> **WHAT YOU WILL DO**:
Rescale everything from the line containing "Two rules. Place a point on every instance of the savanna" down to the end of the listing below, restating each of those lines (requests included) with every point coordinate multiplied by 2 and rounded to a whole number, halves up. Give those lines only.

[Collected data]
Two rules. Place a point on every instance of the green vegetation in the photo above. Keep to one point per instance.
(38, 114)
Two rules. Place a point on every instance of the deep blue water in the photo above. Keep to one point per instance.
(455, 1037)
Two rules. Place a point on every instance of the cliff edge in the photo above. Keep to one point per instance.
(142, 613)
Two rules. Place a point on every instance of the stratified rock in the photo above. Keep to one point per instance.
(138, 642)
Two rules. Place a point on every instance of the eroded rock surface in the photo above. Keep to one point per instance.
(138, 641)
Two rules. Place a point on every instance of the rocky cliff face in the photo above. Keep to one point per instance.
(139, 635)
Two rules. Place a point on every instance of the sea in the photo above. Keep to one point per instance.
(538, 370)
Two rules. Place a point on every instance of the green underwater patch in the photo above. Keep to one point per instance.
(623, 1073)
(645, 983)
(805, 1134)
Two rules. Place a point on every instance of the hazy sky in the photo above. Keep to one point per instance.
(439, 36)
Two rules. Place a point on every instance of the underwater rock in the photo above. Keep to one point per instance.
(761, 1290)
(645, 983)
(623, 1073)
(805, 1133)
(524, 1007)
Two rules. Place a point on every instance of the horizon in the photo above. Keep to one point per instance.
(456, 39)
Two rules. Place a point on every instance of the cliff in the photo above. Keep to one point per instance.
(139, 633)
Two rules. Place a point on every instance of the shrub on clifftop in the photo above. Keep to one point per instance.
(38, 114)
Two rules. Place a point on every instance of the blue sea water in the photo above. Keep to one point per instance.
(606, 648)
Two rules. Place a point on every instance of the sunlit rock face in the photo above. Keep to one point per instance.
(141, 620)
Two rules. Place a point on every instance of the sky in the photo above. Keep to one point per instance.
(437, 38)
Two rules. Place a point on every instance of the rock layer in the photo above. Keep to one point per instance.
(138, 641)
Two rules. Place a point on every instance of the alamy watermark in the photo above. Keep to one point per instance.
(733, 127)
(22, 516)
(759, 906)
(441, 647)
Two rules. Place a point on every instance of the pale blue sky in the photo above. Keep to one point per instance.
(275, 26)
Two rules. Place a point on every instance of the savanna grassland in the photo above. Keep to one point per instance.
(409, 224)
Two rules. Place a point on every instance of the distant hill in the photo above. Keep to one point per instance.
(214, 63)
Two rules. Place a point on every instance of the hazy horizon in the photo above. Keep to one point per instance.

> **EXPECTED ANSWER**:
Two rules. Place a point on every instance of the savanna grassland in the photo above. Keep to one point per instance.
(818, 448)
Two rules. Place a point on every instance of the distant hill in the photo above. Keep to one point per instance.
(428, 126)
Two rules. Place a point on every instance of the hazy horizon in the photo above. Keep to one point per instance.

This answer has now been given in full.